(Supplied data begins)
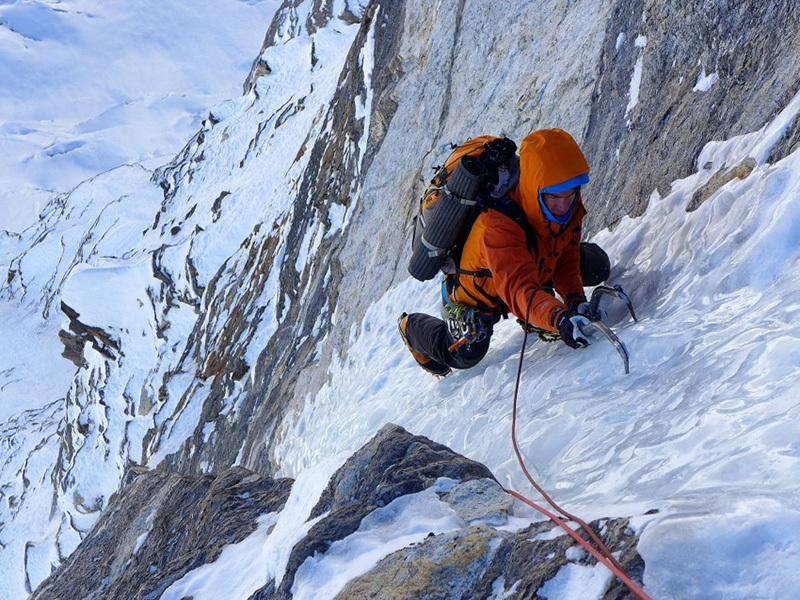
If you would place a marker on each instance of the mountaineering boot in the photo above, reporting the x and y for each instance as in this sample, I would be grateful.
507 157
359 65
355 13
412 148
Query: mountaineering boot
430 365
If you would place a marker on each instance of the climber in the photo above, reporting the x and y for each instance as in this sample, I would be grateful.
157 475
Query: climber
516 261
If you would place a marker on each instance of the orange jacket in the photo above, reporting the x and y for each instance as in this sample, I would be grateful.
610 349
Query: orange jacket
548 157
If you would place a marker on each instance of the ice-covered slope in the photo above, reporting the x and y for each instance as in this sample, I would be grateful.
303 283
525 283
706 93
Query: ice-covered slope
261 273
704 428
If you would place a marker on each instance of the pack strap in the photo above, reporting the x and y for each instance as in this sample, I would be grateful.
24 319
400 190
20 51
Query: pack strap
513 211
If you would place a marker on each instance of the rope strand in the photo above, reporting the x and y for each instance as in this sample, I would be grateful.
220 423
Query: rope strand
603 554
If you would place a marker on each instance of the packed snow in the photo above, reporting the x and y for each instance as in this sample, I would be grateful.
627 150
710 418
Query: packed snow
703 429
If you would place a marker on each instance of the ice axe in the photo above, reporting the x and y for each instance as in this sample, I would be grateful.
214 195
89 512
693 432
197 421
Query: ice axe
597 325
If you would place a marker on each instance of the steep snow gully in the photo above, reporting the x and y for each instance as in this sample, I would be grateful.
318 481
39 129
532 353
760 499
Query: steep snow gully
233 395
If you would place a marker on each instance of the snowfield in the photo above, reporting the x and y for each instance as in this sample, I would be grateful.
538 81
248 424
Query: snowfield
699 443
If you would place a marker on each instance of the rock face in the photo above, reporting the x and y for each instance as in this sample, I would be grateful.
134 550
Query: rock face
263 243
163 526
705 71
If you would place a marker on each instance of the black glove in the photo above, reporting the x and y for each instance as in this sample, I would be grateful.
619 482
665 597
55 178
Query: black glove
569 327
585 308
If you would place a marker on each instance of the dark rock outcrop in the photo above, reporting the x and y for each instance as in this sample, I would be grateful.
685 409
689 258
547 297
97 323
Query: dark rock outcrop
160 527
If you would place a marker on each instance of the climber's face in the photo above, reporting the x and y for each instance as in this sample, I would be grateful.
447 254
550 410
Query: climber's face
560 203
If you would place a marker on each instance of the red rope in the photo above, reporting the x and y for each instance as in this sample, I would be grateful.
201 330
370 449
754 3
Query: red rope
604 555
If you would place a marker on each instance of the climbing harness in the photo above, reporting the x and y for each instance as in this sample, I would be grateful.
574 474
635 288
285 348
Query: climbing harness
466 324
601 553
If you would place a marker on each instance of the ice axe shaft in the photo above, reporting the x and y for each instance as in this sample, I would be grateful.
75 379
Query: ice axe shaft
611 337
606 290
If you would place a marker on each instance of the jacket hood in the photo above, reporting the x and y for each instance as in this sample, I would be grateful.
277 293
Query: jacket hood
549 160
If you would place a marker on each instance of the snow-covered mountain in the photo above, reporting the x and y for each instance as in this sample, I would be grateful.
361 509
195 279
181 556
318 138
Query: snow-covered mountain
237 306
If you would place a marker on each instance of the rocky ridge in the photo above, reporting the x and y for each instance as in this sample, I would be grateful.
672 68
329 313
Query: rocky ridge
164 526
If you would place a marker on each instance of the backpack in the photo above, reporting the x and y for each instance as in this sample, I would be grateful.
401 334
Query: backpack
470 182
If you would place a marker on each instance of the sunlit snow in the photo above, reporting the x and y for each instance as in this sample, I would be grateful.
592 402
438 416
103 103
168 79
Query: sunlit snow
703 429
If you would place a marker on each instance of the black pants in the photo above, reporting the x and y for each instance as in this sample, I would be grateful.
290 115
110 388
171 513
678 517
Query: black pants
431 337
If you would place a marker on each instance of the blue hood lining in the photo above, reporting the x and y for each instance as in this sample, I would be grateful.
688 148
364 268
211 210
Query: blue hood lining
576 181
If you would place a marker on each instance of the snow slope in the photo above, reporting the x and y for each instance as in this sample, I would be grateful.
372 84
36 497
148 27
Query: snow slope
704 428
88 86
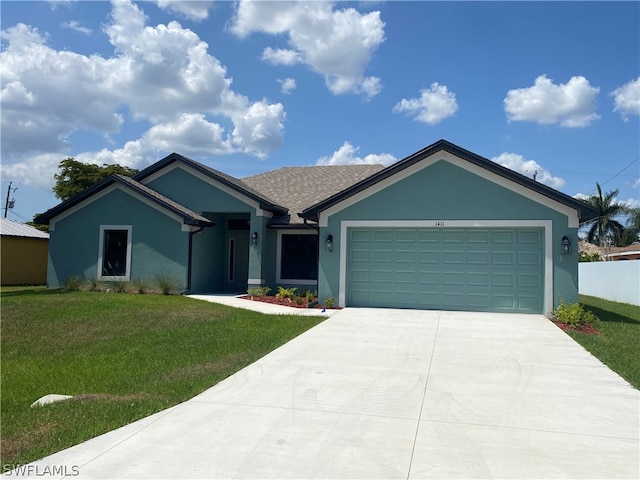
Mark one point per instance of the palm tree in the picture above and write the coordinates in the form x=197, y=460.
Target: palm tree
x=632, y=228
x=605, y=224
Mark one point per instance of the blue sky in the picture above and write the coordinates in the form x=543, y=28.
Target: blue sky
x=246, y=87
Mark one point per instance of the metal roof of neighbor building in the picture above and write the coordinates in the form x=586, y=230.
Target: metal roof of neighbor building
x=11, y=228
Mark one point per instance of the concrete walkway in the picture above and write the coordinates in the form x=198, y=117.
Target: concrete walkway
x=373, y=393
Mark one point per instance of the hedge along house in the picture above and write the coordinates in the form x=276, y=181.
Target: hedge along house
x=443, y=228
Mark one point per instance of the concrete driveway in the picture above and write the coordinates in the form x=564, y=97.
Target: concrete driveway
x=404, y=394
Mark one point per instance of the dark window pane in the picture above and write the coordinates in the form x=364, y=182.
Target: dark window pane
x=114, y=258
x=299, y=257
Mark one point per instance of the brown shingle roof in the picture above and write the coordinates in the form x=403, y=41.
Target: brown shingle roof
x=298, y=188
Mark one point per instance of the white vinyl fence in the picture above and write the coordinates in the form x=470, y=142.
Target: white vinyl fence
x=618, y=281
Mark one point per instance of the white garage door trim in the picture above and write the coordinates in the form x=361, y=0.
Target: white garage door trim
x=545, y=224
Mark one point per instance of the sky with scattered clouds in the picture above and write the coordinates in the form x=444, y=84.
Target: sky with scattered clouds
x=548, y=89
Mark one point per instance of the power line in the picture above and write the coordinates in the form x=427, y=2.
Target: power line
x=617, y=174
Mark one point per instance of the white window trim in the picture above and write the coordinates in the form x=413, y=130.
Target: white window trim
x=114, y=278
x=546, y=225
x=279, y=258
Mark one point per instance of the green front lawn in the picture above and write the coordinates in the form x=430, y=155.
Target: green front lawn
x=125, y=356
x=618, y=344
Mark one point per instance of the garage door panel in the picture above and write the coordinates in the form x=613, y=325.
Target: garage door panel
x=503, y=280
x=529, y=258
x=406, y=256
x=428, y=256
x=478, y=258
x=483, y=269
x=502, y=258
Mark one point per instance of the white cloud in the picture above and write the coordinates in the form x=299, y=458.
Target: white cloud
x=281, y=56
x=288, y=84
x=571, y=104
x=74, y=25
x=161, y=75
x=627, y=99
x=434, y=104
x=347, y=154
x=529, y=168
x=192, y=9
x=338, y=44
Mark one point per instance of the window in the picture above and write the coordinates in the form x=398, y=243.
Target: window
x=115, y=252
x=298, y=254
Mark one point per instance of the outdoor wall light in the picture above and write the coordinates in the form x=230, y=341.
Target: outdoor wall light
x=566, y=246
x=330, y=243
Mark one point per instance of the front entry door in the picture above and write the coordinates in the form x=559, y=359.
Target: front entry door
x=237, y=262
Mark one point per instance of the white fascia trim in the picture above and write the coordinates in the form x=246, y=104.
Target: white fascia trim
x=279, y=257
x=572, y=214
x=127, y=276
x=547, y=225
x=215, y=183
x=108, y=190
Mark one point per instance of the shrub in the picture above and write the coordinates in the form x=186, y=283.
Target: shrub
x=289, y=293
x=258, y=291
x=94, y=285
x=119, y=287
x=253, y=292
x=141, y=286
x=166, y=284
x=573, y=315
x=72, y=284
x=589, y=257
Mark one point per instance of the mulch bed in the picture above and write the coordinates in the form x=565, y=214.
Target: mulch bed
x=287, y=302
x=585, y=328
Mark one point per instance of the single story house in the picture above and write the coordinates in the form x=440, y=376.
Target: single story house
x=24, y=254
x=443, y=228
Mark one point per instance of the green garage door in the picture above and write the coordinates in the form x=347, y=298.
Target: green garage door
x=478, y=269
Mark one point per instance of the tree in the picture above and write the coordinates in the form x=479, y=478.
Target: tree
x=75, y=176
x=632, y=228
x=605, y=224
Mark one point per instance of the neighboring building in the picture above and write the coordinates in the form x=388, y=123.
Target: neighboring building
x=441, y=229
x=23, y=254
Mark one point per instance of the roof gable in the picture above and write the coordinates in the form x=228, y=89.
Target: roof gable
x=189, y=217
x=9, y=228
x=298, y=188
x=155, y=170
x=464, y=159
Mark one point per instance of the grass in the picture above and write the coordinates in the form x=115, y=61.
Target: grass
x=618, y=344
x=125, y=356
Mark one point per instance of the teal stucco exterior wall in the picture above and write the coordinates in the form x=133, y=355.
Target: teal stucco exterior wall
x=445, y=192
x=159, y=245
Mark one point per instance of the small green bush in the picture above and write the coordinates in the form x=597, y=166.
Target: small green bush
x=119, y=287
x=72, y=284
x=258, y=291
x=94, y=285
x=289, y=293
x=573, y=315
x=166, y=284
x=589, y=257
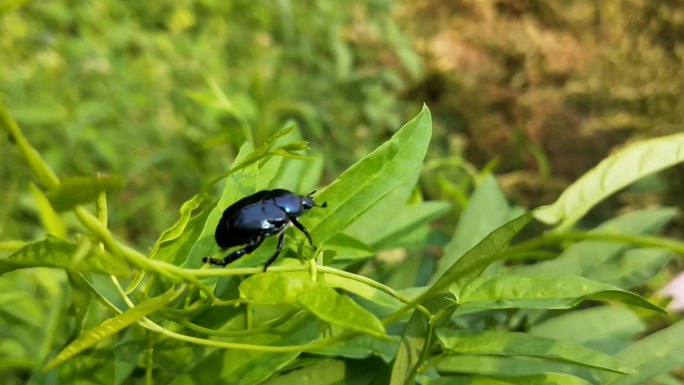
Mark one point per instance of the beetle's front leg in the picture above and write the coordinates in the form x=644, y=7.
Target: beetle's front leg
x=235, y=255
x=303, y=230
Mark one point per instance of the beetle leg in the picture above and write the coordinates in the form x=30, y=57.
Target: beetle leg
x=236, y=254
x=303, y=230
x=275, y=255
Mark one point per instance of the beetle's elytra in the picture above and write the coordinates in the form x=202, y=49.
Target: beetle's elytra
x=250, y=220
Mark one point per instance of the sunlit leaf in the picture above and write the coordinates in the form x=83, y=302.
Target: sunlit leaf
x=110, y=327
x=371, y=178
x=178, y=228
x=54, y=252
x=75, y=191
x=655, y=354
x=624, y=167
x=522, y=344
x=339, y=310
x=542, y=292
x=476, y=260
x=275, y=288
x=486, y=211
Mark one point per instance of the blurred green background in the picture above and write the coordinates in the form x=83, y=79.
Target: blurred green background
x=164, y=93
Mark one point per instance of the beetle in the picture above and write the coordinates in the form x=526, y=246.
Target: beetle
x=250, y=220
(Supplied data ends)
■ Task to complete ■
In the entries above, find the line with "Query: sunlit snow" and the line with "Mark one point per instance of the hedge". Write out exactly those two lines and every line between them, pictures excluded.

■ Finished exercise ■
Query: sunlit snow
703 429
If you would place a marker on each instance of the black pants in the photo above, reporting the x and y for each instance as in this sample, I would be grateful.
290 115
110 388
171 513
678 517
Query: black pants
431 337
If you would place a marker on each instance of the blue hood lining in the photo above, reporting the x and y for each instance as in this sample, I would be grateful.
688 148
364 268
211 210
Query: blue hood lining
576 181
If you would place a marker on each instance of the snow slope in the photo above, reporting the x and y for each instance as in this sample, I would be grateful.
372 84
36 497
148 27
Query: snow slope
704 428
88 86
Mark one point per instance of the palm tree in the picture above and write the coordinates in the form x=197, y=460.
Target: palm tree
x=632, y=228
x=605, y=224
Mark one point per instance of the blue sky in the picture above and write the coordinates in the form x=543, y=28.
Target: blue sky
x=246, y=87
Mark one point per instance of the metal roof of neighbor building in the picture above and write the coordinates in the form x=586, y=230.
Target: metal roof of neighbor building
x=11, y=228
Mark one point per instance of the concrete walkway in the picture above and write the coordinates in the form x=198, y=117.
Target: concrete walkway
x=373, y=393
Mark one point per instance of the hedge along house in the picture above and write the coordinates in the form x=276, y=181.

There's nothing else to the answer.